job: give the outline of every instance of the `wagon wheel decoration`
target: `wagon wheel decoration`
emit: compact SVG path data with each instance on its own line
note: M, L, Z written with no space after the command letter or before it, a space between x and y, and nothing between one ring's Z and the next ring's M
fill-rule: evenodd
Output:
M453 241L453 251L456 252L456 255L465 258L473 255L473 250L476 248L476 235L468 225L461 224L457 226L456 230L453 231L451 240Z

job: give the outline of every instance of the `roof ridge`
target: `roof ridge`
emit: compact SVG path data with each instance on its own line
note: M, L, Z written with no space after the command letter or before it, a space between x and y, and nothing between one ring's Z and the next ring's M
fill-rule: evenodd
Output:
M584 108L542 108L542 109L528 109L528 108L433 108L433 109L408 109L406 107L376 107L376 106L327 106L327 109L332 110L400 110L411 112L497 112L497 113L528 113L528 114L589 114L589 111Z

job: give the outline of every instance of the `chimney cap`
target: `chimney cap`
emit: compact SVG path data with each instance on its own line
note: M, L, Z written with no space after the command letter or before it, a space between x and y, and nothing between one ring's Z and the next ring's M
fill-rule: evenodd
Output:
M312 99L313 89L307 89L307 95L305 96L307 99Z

## Goal of the exercise:
Tally the lines in the records that contain the word "outline"; the answer is that number and nothing more.

## Answer to this exercise:
3